Task> Extract the listing below in full, unchanged.

-- Begin Listing --

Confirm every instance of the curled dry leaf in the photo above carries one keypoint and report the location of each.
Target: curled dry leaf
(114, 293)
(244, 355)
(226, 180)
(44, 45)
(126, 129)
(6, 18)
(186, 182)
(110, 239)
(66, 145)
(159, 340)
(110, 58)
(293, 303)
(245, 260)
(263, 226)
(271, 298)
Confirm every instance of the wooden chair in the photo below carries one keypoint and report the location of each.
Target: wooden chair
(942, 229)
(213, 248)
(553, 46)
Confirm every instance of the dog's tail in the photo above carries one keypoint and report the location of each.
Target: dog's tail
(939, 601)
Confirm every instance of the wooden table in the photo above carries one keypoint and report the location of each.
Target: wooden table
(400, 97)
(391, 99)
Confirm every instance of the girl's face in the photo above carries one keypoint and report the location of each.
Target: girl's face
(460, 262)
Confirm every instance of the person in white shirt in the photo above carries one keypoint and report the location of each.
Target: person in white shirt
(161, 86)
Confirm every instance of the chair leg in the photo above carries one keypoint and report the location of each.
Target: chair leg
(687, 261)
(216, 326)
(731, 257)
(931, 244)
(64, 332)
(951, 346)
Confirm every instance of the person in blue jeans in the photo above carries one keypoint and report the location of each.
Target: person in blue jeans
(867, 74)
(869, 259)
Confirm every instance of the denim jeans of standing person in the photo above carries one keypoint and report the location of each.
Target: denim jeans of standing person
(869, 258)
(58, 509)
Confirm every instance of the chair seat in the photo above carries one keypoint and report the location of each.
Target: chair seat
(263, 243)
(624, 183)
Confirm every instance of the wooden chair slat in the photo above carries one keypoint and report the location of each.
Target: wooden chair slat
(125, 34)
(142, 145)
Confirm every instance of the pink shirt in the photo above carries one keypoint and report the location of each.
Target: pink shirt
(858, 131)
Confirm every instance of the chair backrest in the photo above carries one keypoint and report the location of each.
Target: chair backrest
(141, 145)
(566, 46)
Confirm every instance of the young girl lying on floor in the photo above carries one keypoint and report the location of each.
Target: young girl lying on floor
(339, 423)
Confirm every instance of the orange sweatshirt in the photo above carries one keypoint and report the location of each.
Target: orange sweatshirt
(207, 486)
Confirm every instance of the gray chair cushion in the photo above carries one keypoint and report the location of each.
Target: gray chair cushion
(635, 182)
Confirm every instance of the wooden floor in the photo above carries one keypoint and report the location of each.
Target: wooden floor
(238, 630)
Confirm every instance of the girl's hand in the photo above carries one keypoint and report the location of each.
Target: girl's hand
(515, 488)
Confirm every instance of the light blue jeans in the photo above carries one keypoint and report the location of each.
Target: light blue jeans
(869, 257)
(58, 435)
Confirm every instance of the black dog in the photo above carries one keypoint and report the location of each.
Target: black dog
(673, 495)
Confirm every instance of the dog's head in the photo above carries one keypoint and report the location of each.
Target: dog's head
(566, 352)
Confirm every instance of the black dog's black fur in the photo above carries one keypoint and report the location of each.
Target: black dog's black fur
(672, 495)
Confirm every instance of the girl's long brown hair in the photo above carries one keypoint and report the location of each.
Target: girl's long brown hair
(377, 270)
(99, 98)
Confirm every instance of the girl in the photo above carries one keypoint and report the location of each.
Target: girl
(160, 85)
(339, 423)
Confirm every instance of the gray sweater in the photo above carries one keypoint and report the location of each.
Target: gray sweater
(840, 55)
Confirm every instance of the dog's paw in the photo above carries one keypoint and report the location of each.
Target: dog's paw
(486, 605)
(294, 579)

-- End Listing --

Response>
Confirm every instance of the curled dry leaf in the photo above carries one keypoint and report the location of each.
Target: curled dry leaf
(114, 293)
(244, 355)
(226, 180)
(44, 45)
(126, 129)
(6, 18)
(186, 182)
(110, 239)
(66, 145)
(159, 340)
(110, 58)
(293, 303)
(245, 260)
(263, 226)
(271, 298)
Confirm every instance of the wooden chair in the photo below carries one keypoint and report the location of each.
Target: wooden chair
(942, 229)
(213, 248)
(553, 46)
Confirm every instance of the dog's tail in the photo above carries one keypoint and report the location of each.
Target: dog's tail
(939, 601)
Confirm every instance of the wooden table in the photo above carries one keypoint and report the location of each.
Target: wooden table
(400, 97)
(391, 99)
Confirm every instance of the girl's face in the photo above carries one keypoint and report the location of each.
Target: girl's face
(460, 262)
Confirm every instance of the person in white shirt in the photo above carries one keypoint and report the location of each.
Target: person in white shirt
(161, 86)
Confirm every instance of the chair leg in the photo above carries one keypoint and report the location of each.
Target: chair leg
(687, 261)
(216, 326)
(731, 257)
(931, 244)
(64, 332)
(951, 346)
Confirm every instance of the person in blue jeans in the photo above carries one keypoint and report the location of each.
Target: person in blue jeans
(867, 74)
(869, 259)
Confirm every instance of the denim jeans of standing person in the photo above carries one keypoint and report the location of each.
Target: denim jeans of standing person
(869, 258)
(58, 509)
Confirm every instance of the chair seat in the photo above carries one keypoint and report the location of each.
Target: chair seat
(263, 243)
(624, 183)
Confirm every instance of the wooden chair slat in the photo above carries one keypoint and report the location of each.
Target: wooden chair slat
(125, 34)
(142, 145)
Confirm every instance of the pink shirt in the photo above carries one keypoint and report the location of each.
Target: pink shirt
(858, 131)
Confirm every instance of the chair backrest in the photo above carries one keypoint and report the location of each.
Target: chair backrest
(141, 145)
(566, 46)
Confirm every instance of the young girl lying on floor in the photo above carries one keypoint and report the location of each.
Target: young girl lying on floor
(339, 423)
Confirm every instance of the orange sweatshirt in the photo above carries one keypoint and report the location of each.
Target: orange sweatshirt
(207, 486)
Confirm every instance of the gray chair cushion in the photo above carries one keypoint and report the location of each.
Target: gray chair cushion
(635, 182)
Confirm every instance of the wooden floor in the photo above carries one keypoint and report the location of each.
Target: wooden floor
(238, 630)
Confirm every instance of the girl's hand in the photo above carries one keypoint and report the location of each.
Target: girl's hand
(515, 488)
Confirm every instance of the light blue jeans in the photo above carries one keypoint and report the location of each.
Target: light blue jeans
(869, 257)
(58, 435)
Confirm every instance of the black dog in the photo above carries one keypoint and report the location of each.
Target: black dog
(673, 495)
Confirm every instance of the dog's head in the photo above carries one keypoint and report the location of each.
Target: dog's head
(566, 352)
Confirm every instance of the black dog's black fur in the photo above carries one keypoint and report the location of each.
Target: black dog's black fur
(672, 495)
Confirm every instance of the girl's long brown hair in the photo above carries one keypoint and report the location of each.
Target: girl's long brown hair
(377, 270)
(99, 98)
Confirm every instance of the girl in the photo above carries one keypoint and report the location of each.
Target: girl
(160, 85)
(339, 423)
Confirm every instance of the gray sweater in the photo above carries one keypoint and report the location of each.
Target: gray sweater
(840, 55)
Confirm every instance of the dog's paw in the photo above carries one keypoint and report the location of each.
Target: dog's paw
(486, 605)
(294, 579)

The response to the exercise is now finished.